Problem: Print all of the entries exactly, minus the pictures.

□ □ □ □

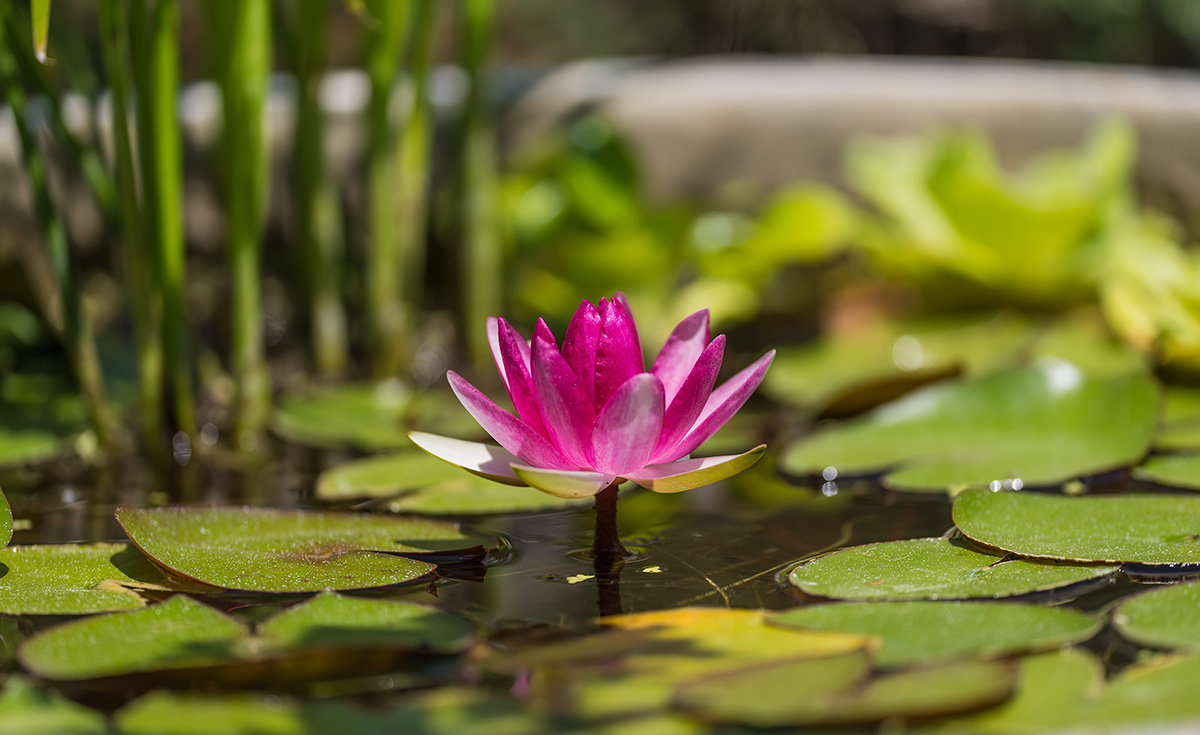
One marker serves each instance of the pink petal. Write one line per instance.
(564, 483)
(618, 351)
(681, 352)
(515, 358)
(485, 460)
(580, 346)
(723, 405)
(690, 400)
(565, 412)
(507, 429)
(685, 474)
(628, 426)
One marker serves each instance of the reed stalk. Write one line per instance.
(388, 322)
(481, 258)
(315, 197)
(70, 314)
(246, 64)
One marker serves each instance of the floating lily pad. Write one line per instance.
(1171, 470)
(5, 520)
(30, 710)
(268, 550)
(840, 691)
(179, 633)
(366, 416)
(330, 620)
(930, 568)
(1135, 529)
(429, 485)
(72, 579)
(328, 635)
(1039, 424)
(918, 632)
(1163, 617)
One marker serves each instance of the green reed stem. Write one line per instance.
(388, 323)
(155, 48)
(144, 304)
(317, 210)
(244, 85)
(72, 320)
(481, 231)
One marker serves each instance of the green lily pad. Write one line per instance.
(919, 632)
(365, 416)
(1133, 529)
(72, 579)
(1162, 619)
(1181, 418)
(282, 551)
(328, 635)
(179, 633)
(5, 520)
(930, 568)
(330, 620)
(30, 710)
(1171, 470)
(429, 485)
(840, 691)
(1039, 424)
(1053, 694)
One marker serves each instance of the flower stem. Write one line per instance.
(607, 553)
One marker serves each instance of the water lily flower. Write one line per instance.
(588, 416)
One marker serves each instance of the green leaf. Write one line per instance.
(40, 23)
(429, 485)
(30, 710)
(5, 520)
(72, 579)
(288, 551)
(1134, 529)
(179, 633)
(840, 691)
(366, 417)
(1163, 617)
(919, 632)
(1171, 470)
(930, 568)
(1041, 424)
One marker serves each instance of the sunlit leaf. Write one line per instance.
(1163, 617)
(268, 550)
(1039, 424)
(30, 710)
(930, 568)
(367, 417)
(840, 691)
(917, 632)
(72, 579)
(1140, 529)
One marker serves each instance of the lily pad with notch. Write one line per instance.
(424, 484)
(933, 568)
(923, 632)
(185, 640)
(843, 691)
(67, 579)
(294, 551)
(1138, 529)
(1163, 617)
(1038, 425)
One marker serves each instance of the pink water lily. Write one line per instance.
(589, 414)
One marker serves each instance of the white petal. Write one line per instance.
(485, 460)
(685, 474)
(564, 483)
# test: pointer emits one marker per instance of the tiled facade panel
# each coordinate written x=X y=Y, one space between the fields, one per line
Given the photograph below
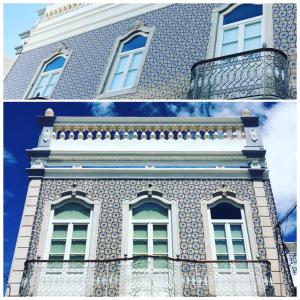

□ □ □ □

Exercise result:
One marker serves each instance of the pink petal. Write one line per instance.
(564, 483)
(618, 351)
(681, 352)
(515, 358)
(485, 460)
(580, 346)
(723, 405)
(690, 400)
(565, 412)
(507, 429)
(685, 474)
(628, 426)
One marker serves each instance of the reed stalk. Write one line per instance.
(388, 322)
(481, 258)
(315, 197)
(70, 314)
(246, 64)
One marker serves each instance of the floating lily pad. Write one line per instance.
(1171, 470)
(5, 520)
(30, 710)
(268, 550)
(840, 691)
(179, 633)
(366, 416)
(330, 620)
(930, 568)
(1135, 529)
(429, 485)
(72, 579)
(328, 635)
(1039, 424)
(918, 632)
(1163, 617)
One marker serves each instance of the green reed stem. Write one line per instance.
(388, 323)
(155, 48)
(144, 304)
(317, 210)
(244, 85)
(72, 320)
(481, 231)
One marker serves each instance of the green lily pad. Write one line per instance.
(919, 632)
(365, 416)
(1133, 529)
(72, 579)
(1162, 619)
(1181, 418)
(282, 551)
(328, 635)
(179, 633)
(5, 520)
(930, 568)
(330, 620)
(30, 710)
(1171, 470)
(429, 485)
(840, 691)
(1039, 424)
(1053, 694)
One marker serves each instance of the flower stem. Write one line per instance.
(607, 553)
One marker serves each instance of the water lily flower. Write one line per instance.
(588, 416)
One marker serves each instance of the green leaf. Write one line per instance.
(40, 23)
(429, 485)
(30, 710)
(5, 520)
(72, 579)
(288, 551)
(1134, 529)
(179, 633)
(840, 691)
(366, 417)
(1163, 617)
(919, 632)
(1171, 470)
(930, 568)
(1041, 424)
One marker serves each instance of the sunlit leaf. Write one line per instance.
(1163, 617)
(268, 550)
(1039, 424)
(30, 710)
(930, 568)
(367, 417)
(840, 691)
(917, 632)
(72, 579)
(1140, 529)
One marker serves each instance of the lily pad with notch. Write one line per instance.
(424, 484)
(933, 568)
(923, 632)
(185, 640)
(843, 691)
(67, 579)
(294, 551)
(1138, 529)
(1163, 617)
(1038, 425)
One marker serves each instance of the pink water lily. Write one line per instance.
(589, 414)
One marker serves each instance of the white petal. Write one line per instance.
(485, 460)
(685, 474)
(564, 483)
# test: pointer emits one marker per instance of the tiled facade panel
# each coordinate written x=X y=Y, one space between the fields, one per line
Given the photograph below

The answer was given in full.